* **Set exercise**
Copy out the lines below word for word, leaving out the pictures.

* **Task inputs**
***

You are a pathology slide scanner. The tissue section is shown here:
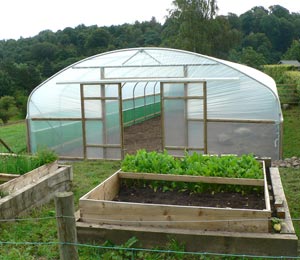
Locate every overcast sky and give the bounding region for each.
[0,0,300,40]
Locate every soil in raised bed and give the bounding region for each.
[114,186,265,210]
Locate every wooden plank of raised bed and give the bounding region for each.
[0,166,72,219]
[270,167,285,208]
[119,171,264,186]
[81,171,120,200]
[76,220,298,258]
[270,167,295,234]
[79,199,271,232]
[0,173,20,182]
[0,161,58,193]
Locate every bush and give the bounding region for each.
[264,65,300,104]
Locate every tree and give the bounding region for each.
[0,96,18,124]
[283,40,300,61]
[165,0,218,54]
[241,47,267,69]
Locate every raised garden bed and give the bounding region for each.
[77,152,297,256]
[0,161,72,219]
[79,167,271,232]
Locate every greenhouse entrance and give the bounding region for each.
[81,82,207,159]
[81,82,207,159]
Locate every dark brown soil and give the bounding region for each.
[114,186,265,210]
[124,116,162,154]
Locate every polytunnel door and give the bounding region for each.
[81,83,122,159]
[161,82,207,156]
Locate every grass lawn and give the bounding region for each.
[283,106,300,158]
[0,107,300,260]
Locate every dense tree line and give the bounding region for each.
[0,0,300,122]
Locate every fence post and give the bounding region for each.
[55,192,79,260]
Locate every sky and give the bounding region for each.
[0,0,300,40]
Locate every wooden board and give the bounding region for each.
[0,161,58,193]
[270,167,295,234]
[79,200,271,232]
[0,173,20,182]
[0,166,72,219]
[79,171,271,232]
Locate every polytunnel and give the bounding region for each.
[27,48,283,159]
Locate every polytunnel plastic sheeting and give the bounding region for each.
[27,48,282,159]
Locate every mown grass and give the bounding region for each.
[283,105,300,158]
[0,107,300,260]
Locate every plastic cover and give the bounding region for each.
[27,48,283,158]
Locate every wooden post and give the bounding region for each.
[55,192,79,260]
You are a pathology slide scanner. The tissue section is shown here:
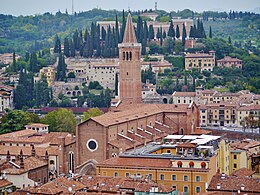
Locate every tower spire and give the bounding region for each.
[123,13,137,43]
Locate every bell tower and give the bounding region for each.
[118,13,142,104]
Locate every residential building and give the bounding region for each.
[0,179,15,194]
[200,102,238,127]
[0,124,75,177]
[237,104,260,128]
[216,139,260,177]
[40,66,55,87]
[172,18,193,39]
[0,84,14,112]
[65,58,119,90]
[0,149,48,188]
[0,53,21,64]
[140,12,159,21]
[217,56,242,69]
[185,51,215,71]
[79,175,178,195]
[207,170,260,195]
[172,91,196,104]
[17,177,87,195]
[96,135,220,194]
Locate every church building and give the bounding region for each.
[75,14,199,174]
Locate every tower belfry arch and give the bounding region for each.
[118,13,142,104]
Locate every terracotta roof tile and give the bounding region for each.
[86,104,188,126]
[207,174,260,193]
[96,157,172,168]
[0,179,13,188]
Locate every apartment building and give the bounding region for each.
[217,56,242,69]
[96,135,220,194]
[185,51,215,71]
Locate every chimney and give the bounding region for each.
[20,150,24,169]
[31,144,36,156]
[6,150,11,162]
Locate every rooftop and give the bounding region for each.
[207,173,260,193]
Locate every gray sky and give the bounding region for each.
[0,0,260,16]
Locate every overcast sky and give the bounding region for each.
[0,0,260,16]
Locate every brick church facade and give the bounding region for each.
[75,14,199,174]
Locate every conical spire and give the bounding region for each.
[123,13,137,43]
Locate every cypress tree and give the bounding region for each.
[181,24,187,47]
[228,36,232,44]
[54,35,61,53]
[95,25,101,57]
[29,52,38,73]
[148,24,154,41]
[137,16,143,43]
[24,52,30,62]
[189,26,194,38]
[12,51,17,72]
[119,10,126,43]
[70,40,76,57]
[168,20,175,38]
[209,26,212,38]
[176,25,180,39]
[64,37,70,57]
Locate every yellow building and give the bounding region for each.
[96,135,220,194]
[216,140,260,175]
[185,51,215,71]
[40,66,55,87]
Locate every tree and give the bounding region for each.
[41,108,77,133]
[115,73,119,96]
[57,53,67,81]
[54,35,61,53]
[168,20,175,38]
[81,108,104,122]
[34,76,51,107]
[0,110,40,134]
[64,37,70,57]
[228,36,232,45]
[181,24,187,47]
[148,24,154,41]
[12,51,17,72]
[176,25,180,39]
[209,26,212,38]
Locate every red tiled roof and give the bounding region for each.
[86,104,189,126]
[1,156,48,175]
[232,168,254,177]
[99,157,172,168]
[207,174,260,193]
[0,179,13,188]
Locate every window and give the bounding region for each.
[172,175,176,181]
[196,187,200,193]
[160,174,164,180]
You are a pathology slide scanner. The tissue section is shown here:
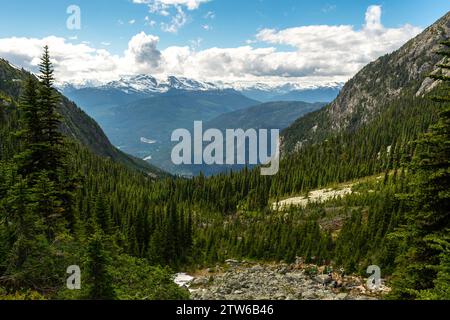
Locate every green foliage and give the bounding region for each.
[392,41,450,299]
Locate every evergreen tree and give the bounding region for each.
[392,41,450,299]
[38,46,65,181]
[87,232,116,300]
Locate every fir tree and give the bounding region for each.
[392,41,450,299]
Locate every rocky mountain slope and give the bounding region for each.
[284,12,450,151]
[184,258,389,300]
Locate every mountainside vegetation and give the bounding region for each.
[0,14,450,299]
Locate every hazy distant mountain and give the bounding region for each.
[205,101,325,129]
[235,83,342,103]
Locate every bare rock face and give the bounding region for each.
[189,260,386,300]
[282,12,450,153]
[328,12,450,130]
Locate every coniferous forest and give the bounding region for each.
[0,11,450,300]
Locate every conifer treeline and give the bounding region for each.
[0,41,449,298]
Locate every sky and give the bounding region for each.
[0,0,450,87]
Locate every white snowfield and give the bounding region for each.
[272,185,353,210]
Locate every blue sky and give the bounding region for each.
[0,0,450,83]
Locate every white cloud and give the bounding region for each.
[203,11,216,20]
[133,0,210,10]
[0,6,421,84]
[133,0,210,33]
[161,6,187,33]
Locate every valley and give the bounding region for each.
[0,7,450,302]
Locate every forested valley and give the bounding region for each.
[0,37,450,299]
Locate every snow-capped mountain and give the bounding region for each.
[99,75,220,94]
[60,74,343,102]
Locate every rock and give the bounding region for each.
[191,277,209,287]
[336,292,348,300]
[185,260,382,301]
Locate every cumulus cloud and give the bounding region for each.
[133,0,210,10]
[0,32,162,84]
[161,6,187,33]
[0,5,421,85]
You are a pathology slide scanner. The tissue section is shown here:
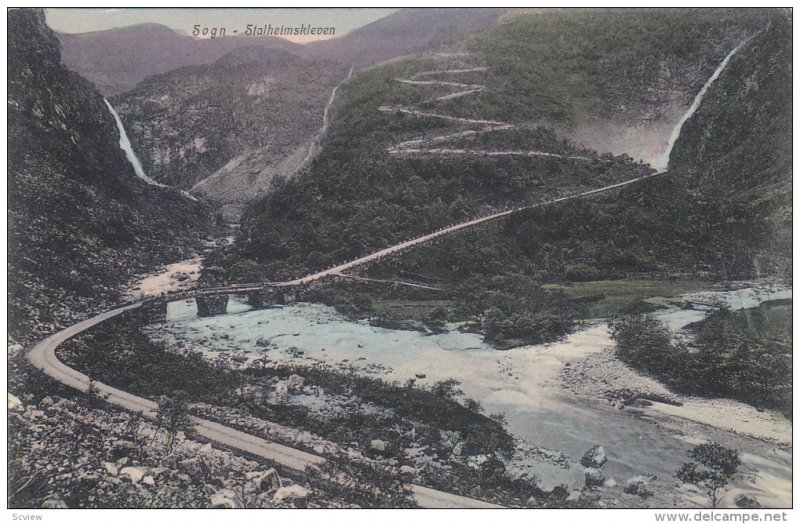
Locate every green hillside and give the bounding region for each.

***

* **Complete output**
You are a pathology slide scanner. The tissue section is shown here:
Locate every overcast sky and give the bounding region for each.
[0,0,300,40]
Locate every soil in raised bed and give the bounding region for each.
[114,186,265,210]
Locate every wooden plank of raised bed and give the bounding region for each.
[0,166,72,219]
[270,167,285,208]
[119,171,264,186]
[81,171,120,200]
[76,220,298,258]
[270,167,295,234]
[79,199,271,232]
[0,173,20,182]
[0,161,58,193]
Locate every bush and give the bounding region for each.
[264,65,300,104]
Locate every tree and give the bounding region for each.
[0,96,18,124]
[283,40,300,61]
[165,0,218,54]
[241,47,267,69]
Locate every raised garden bed and give the bounding region for each.
[77,152,297,256]
[0,161,72,219]
[79,167,271,232]
Locate every greenhouse entrance and give the bounding region for each.
[81,82,207,159]
[81,82,207,159]
Locate every dark brown soil and give the bounding region for each.
[114,186,265,210]
[124,116,162,154]
Locate every polytunnel door and give the bounding region for each.
[81,83,122,159]
[161,82,207,156]
Locate every grass lawn and give the bounding region for each.
[283,106,300,158]
[0,107,300,260]
Locate every dense tree line and give the bounding region for each.
[0,0,300,122]
Locate every fence post and give the bounding region for each.
[55,192,79,260]
Locate every sky and give the bounding region for each.
[0,0,300,40]
Locate every wooden board and give the bounding region for each.
[0,161,58,193]
[270,167,295,234]
[79,200,271,232]
[0,173,20,182]
[0,166,72,219]
[79,171,271,232]
Locate every polytunnel and give the bounding region for each.
[27,48,283,159]
Locate every polytunnel plastic sheeting and give the bounding region for each.
[27,48,282,159]
Locate every mown grass and give the bounding region for each.
[283,105,300,158]
[0,107,300,260]
Locate every plastic cover and give the bounding region for each.
[27,48,283,158]
Locate every wooden post and give the bounding region for each.
[55,192,79,260]
You are a pathology slide scanner. The tissue section is shown here:
Locate every tower spire and give the bounding region for each.
[123,13,137,43]
Locate every bell tower and give the bounding region for each.
[118,13,142,104]
Locate every residential building and give the bounding region for each.
[0,179,15,194]
[200,102,238,127]
[0,124,75,177]
[237,104,260,128]
[216,139,260,177]
[40,66,55,87]
[172,18,193,39]
[0,84,14,112]
[65,58,119,90]
[0,149,48,188]
[0,53,21,64]
[140,12,159,21]
[217,56,242,69]
[185,51,215,71]
[79,175,178,195]
[207,170,260,195]
[172,91,196,104]
[17,177,87,195]
[96,135,220,194]
Locate every church building and give the bounding region for each.
[75,14,199,174]
Locate every tower belfry arch and give the bounding region for each.
[118,13,142,104]
Locate every terracotta roof tile and give the bounding region for each.
[86,104,188,126]
[207,174,260,193]
[96,157,172,168]
[0,179,13,188]
Locate every apartment building and give the bounding region for each.
[217,56,242,69]
[96,135,220,194]
[185,51,215,71]
Locate every chimney and give the bounding region for each.
[20,150,24,169]
[31,144,36,156]
[6,150,11,162]
Locate every rooftop and give the bounding region for each.
[207,173,260,193]
Locate every gray sky and give the bounding region for each.
[0,0,260,16]
Locate every overcast sky and give the bounding region for each.
[0,0,260,16]
Locate every brick church facade and give the bounding region for each.
[75,14,199,174]
Locate every conical spire and give the bounding region for each.
[123,13,137,43]
Locate every cypress tree and give the bounding region for each.
[181,24,187,47]
[228,36,232,44]
[54,35,61,53]
[95,25,101,57]
[29,52,38,73]
[148,24,154,41]
[137,16,143,43]
[24,52,30,62]
[189,26,194,38]
[12,51,17,72]
[119,10,126,43]
[70,40,76,57]
[168,20,175,38]
[209,26,212,38]
[176,25,180,39]
[64,37,70,57]
Locate every yellow building and give the bounding region for each.
[96,135,220,194]
[216,140,260,175]
[185,51,215,71]
[40,66,55,87]
Locate every tree and give the bounding region for each.
[41,108,77,133]
[115,73,119,96]
[57,53,67,81]
[54,35,61,53]
[168,20,175,38]
[81,108,104,122]
[34,76,51,107]
[0,110,40,134]
[64,37,70,57]
[228,36,232,45]
[181,24,187,47]
[148,24,154,41]
[12,51,17,72]
[176,25,180,39]
[209,26,212,38]
Locate every red tiled roof and give the bounding region for each.
[86,104,189,126]
[1,156,48,175]
[232,168,254,177]
[99,157,172,168]
[207,174,260,193]
[0,179,13,188]
Locate every window and give the bounding region for each.
[172,175,176,181]
[196,187,200,193]
[160,174,164,180]
You are a pathology slide scanner. The tissue section is shown here:
Locate every green foliage and give the bounding region for each.
[392,41,450,299]
Locate every evergreen tree and give the bounding region for each.
[392,41,450,299]
[38,46,65,181]
[87,232,116,300]
Locate every fir tree and give the bounding region for each.
[392,41,450,299]
Locate every rocky mountain slope and give the bounding region for each.
[284,12,450,151]
[184,258,389,300]
Locate every mountainside vegetation and give the bounding region for each.
[0,14,450,299]
Locate every hazy distant mountain and give the bounding region for each.
[205,101,325,129]
[235,83,342,103]
Locate every bare rock face and give the bounding region for each.
[189,260,386,300]
[282,12,450,153]
[328,12,450,130]
Locate every coniferous forest and give the bounding region for each.
[0,11,450,300]
Locate every conifer treeline and give the bounding region for each.
[0,41,449,298]
Locate every sky and give the bounding region for each.
[0,0,450,87]
Locate every white snowfield and give the bounding region for each.
[272,185,353,210]
Locate every blue sky and give the bounding region for each.
[0,0,450,83]
Locate every white cloud and give the bounding region for each.
[203,11,216,20]
[133,0,210,10]
[0,6,421,84]
[133,0,210,33]
[161,6,187,33]
Locate every valley and give the bounding region for each.
[0,7,450,302]
Locate every forested valley and give the bounding region for each.
[0,37,450,299]
Locate every snow-capped mountain and give the bounding region for each.
[99,75,220,94]
[60,74,343,102]
Locate every rock and give the bounding region for each.
[191,277,209,287]
[336,292,348,300]
[185,260,382,301]
Locate every cumulus cloud and give the bounding region for each.
[133,0,210,10]
[0,32,162,84]
[161,6,187,33]
[0,5,421,85]
You are a pathology slide scanner. The tissue section is shown here:
Locate every green hillside and give the bounding region for each.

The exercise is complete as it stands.